> _ARTICLE_
**********
Wednesday, August 20, 2008
The Dining Room and Kitchen at Alan Wong's
In the many times I've returned to Honolulu after moving away in 1996, I haven't really explored the big hitters in this towns' fine dining scene. Sure, I've taken dates to places like John Dominis and Hoku's, or have been to high-end Japanese joints like Imanas-Tei, but outside of frequenting the Roy's in Baltimore, I really haven't explored Honolulu's fine dining scene.
With this trip, I wanted to end all of that. The problem is that it's difficult to break away from all the great local joints to spend money to eat at some snazzy joint - especially one that's hard to find.
But I had it all planned out. I would take this one night to eat somewhere nice. The choice was between Mavro and Alan Wong's - two icons on Hawaii's food scene. The question was: which one? Chef Mike had interned at Mavro during his years at KCC's cooking school and recommended I eat there. Others who had been to both (like Sree) suggested going to Alan Wong's first. Alan Wong's won out.
Local Style Condiments - Chili Pepah Watah & Shoyu
Like I said, it's kinda hard to find. Located on South King Street, you're expecting a street-level restaurant with a sign that let's you know that you've arrived. Instead, Alan Wong's is located on the third floor of a very non-descript office building. I passed it more than a couple of times looking for it until I punched it into my iPhone and started looking for an exact address - an address other than "on King street between Kalakaua and McCully."
Once found, the only thing alerting you to the fact that you've arrived is the valet guy. He's just casually sitting there with the valet parking sign that says in small letters "Alan Wong's." It's way too easy to miss.
The building itself is nothing special, neither is the lobby, or the elevator slowly rising to the third floor. In fact, the concrete building looks kinda drab and you wonder if this place really is going to be a hit. Then the elevator door opens and suddenly you're bathed in warm incandescent light at a proper illumination. The restaurant is warm, inviting and the hostesses are friendly and welcoming. I didn't have a reservation.
**********
[Items listed in a data set]
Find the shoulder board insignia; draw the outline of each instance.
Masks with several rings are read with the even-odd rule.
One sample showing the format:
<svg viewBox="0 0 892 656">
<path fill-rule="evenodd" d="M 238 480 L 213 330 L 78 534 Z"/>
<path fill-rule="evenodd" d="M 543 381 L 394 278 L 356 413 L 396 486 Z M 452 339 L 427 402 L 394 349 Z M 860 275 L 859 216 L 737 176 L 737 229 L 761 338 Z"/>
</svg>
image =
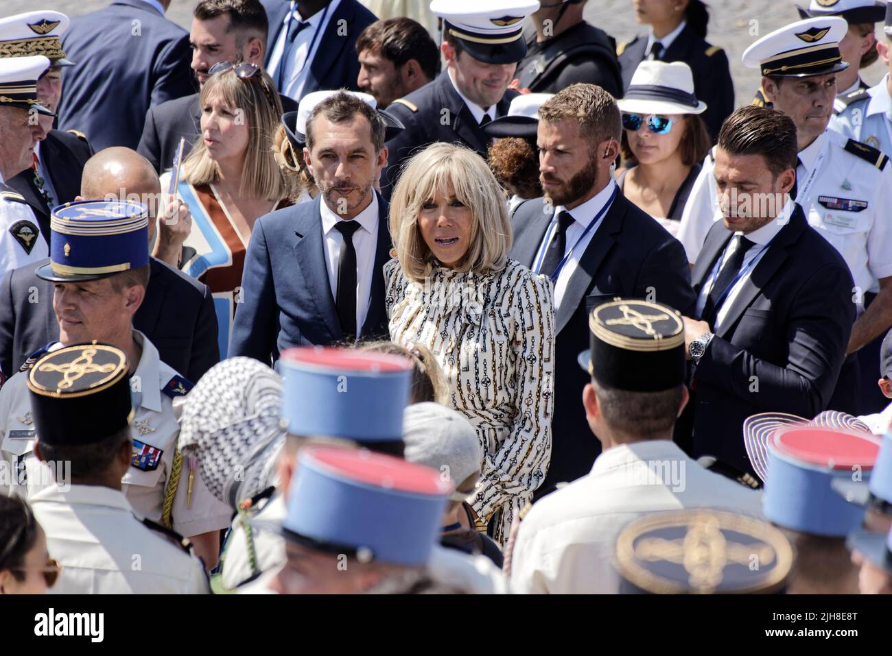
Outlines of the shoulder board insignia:
<svg viewBox="0 0 892 656">
<path fill-rule="evenodd" d="M 154 429 L 152 429 L 154 430 Z M 151 444 L 134 439 L 131 447 L 130 466 L 140 472 L 154 472 L 161 462 L 164 451 Z"/>
<path fill-rule="evenodd" d="M 19 371 L 27 372 L 28 370 L 29 370 L 32 366 L 34 366 L 34 364 L 41 357 L 43 357 L 44 354 L 46 353 L 55 343 L 56 342 L 54 341 L 51 341 L 49 344 L 42 346 L 39 348 L 37 348 L 37 350 L 34 351 L 34 353 L 29 355 L 28 358 L 21 364 L 21 366 L 19 367 Z"/>
<path fill-rule="evenodd" d="M 853 91 L 851 94 L 846 94 L 846 95 L 838 95 L 837 100 L 842 103 L 843 107 L 848 107 L 853 102 L 857 102 L 859 100 L 870 97 L 871 94 L 867 93 L 867 89 L 858 89 L 857 91 Z"/>
<path fill-rule="evenodd" d="M 40 228 L 33 221 L 23 219 L 13 223 L 9 229 L 9 234 L 12 235 L 12 238 L 19 242 L 21 248 L 25 249 L 25 252 L 30 255 L 35 245 L 37 243 L 37 235 L 40 234 Z"/>
<path fill-rule="evenodd" d="M 889 159 L 873 146 L 862 144 L 860 141 L 849 139 L 846 143 L 846 150 L 853 155 L 860 157 L 864 161 L 870 162 L 880 170 L 886 167 Z"/>
<path fill-rule="evenodd" d="M 194 387 L 194 383 L 178 373 L 167 381 L 167 384 L 161 388 L 161 391 L 170 398 L 176 398 L 177 397 L 185 397 Z"/>
<path fill-rule="evenodd" d="M 134 516 L 136 517 L 136 515 Z M 149 519 L 144 519 L 142 521 L 143 526 L 146 529 L 163 534 L 165 537 L 178 545 L 186 554 L 192 553 L 192 543 L 189 542 L 189 538 L 183 537 L 183 536 L 175 531 L 173 529 L 168 529 L 166 526 L 161 526 L 157 521 L 153 521 Z"/>
<path fill-rule="evenodd" d="M 399 102 L 401 105 L 405 105 L 406 107 L 409 108 L 409 111 L 411 111 L 413 114 L 416 111 L 418 111 L 418 106 L 417 104 L 415 104 L 415 102 L 412 102 L 411 101 L 408 101 L 405 98 L 397 98 L 393 102 Z"/>
</svg>

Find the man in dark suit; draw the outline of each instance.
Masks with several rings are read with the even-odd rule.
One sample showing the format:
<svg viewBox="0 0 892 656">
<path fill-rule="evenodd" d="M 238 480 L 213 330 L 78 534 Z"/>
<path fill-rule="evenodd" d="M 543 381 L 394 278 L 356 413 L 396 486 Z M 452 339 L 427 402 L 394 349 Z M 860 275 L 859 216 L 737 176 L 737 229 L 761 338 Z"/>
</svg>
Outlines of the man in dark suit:
<svg viewBox="0 0 892 656">
<path fill-rule="evenodd" d="M 546 102 L 539 117 L 545 198 L 515 211 L 511 257 L 555 283 L 555 409 L 541 496 L 588 473 L 600 453 L 582 407 L 589 377 L 576 359 L 589 346 L 590 312 L 615 297 L 688 312 L 695 297 L 681 244 L 610 177 L 621 134 L 613 97 L 595 85 L 573 85 Z"/>
<path fill-rule="evenodd" d="M 489 13 L 478 5 L 472 0 L 431 3 L 431 11 L 443 20 L 440 49 L 446 68 L 387 108 L 406 127 L 387 142 L 391 159 L 381 178 L 387 198 L 405 160 L 428 144 L 463 144 L 485 159 L 491 139 L 483 126 L 508 114 L 517 95 L 508 85 L 526 54 L 523 20 L 539 3 L 516 0 L 514 8 L 502 4 Z"/>
<path fill-rule="evenodd" d="M 43 54 L 50 66 L 37 79 L 37 99 L 55 111 L 62 97 L 62 71 L 74 66 L 62 49 L 60 38 L 70 20 L 59 12 L 43 10 L 0 19 L 0 57 Z M 83 135 L 54 130 L 53 116 L 30 123 L 37 140 L 31 166 L 6 181 L 34 210 L 43 239 L 49 245 L 50 210 L 70 202 L 80 191 L 84 164 L 93 151 Z"/>
<path fill-rule="evenodd" d="M 244 258 L 230 357 L 275 362 L 293 346 L 388 335 L 387 204 L 372 188 L 387 161 L 384 122 L 351 94 L 307 119 L 303 157 L 320 194 L 260 217 Z"/>
<path fill-rule="evenodd" d="M 743 421 L 772 411 L 813 417 L 839 375 L 855 306 L 839 253 L 789 198 L 797 128 L 780 111 L 748 106 L 719 133 L 715 180 L 723 209 L 694 265 L 694 455 L 754 474 Z"/>
<path fill-rule="evenodd" d="M 149 107 L 194 92 L 189 36 L 164 18 L 170 0 L 114 0 L 72 19 L 62 38 L 78 62 L 65 83 L 59 127 L 87 135 L 95 150 L 136 148 Z"/>
<path fill-rule="evenodd" d="M 202 0 L 193 10 L 189 44 L 192 70 L 199 86 L 208 71 L 220 62 L 247 62 L 263 65 L 267 48 L 267 12 L 260 0 Z M 296 111 L 297 102 L 279 96 L 285 112 Z M 159 173 L 173 163 L 179 140 L 186 139 L 185 152 L 201 134 L 202 108 L 199 94 L 186 95 L 150 107 L 136 151 L 152 162 Z"/>
<path fill-rule="evenodd" d="M 155 209 L 161 186 L 152 166 L 133 151 L 111 148 L 84 168 L 86 198 L 139 198 L 149 207 L 149 242 L 154 240 Z M 79 197 L 78 197 L 79 198 Z M 123 200 L 123 198 L 122 198 Z M 49 258 L 5 274 L 0 282 L 0 371 L 7 377 L 28 357 L 59 339 L 53 310 L 52 283 L 35 271 Z M 162 362 L 193 381 L 219 361 L 217 315 L 207 285 L 154 258 L 150 261 L 145 299 L 134 316 L 134 327 L 155 345 Z"/>
<path fill-rule="evenodd" d="M 269 17 L 267 70 L 300 102 L 325 89 L 358 91 L 356 39 L 378 20 L 357 0 L 262 0 Z"/>
</svg>

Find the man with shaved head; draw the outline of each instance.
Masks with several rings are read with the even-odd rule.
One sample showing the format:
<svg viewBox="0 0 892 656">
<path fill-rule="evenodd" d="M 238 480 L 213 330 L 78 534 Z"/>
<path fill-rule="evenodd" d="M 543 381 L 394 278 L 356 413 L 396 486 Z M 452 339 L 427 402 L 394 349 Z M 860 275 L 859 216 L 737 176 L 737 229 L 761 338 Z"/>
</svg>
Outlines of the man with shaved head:
<svg viewBox="0 0 892 656">
<path fill-rule="evenodd" d="M 171 205 L 157 217 L 161 185 L 152 165 L 129 148 L 100 151 L 84 167 L 81 197 L 138 201 L 149 208 L 149 241 L 153 242 L 145 299 L 133 326 L 158 348 L 162 362 L 195 381 L 219 361 L 217 316 L 208 287 L 161 262 L 177 233 L 188 231 L 188 208 Z M 156 224 L 160 224 L 156 229 Z M 157 234 L 157 236 L 156 236 Z M 47 259 L 4 272 L 0 281 L 0 372 L 7 378 L 28 357 L 59 339 L 53 311 L 54 285 L 35 275 Z"/>
</svg>

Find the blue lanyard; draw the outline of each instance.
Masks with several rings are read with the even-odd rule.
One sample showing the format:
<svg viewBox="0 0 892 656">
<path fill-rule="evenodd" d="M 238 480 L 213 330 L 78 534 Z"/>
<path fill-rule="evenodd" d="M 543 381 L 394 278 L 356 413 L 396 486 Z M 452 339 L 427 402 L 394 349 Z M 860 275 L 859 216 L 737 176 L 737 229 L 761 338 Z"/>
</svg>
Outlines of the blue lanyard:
**********
> _WHAT IS EXPECTED_
Please list every restaurant named in the Alan Wong's post above.

> _RESULT BELOW_
John Dominis, Hoku's, Imanas-Tei, Roy's (in Baltimore), Mavro, Alan Wong's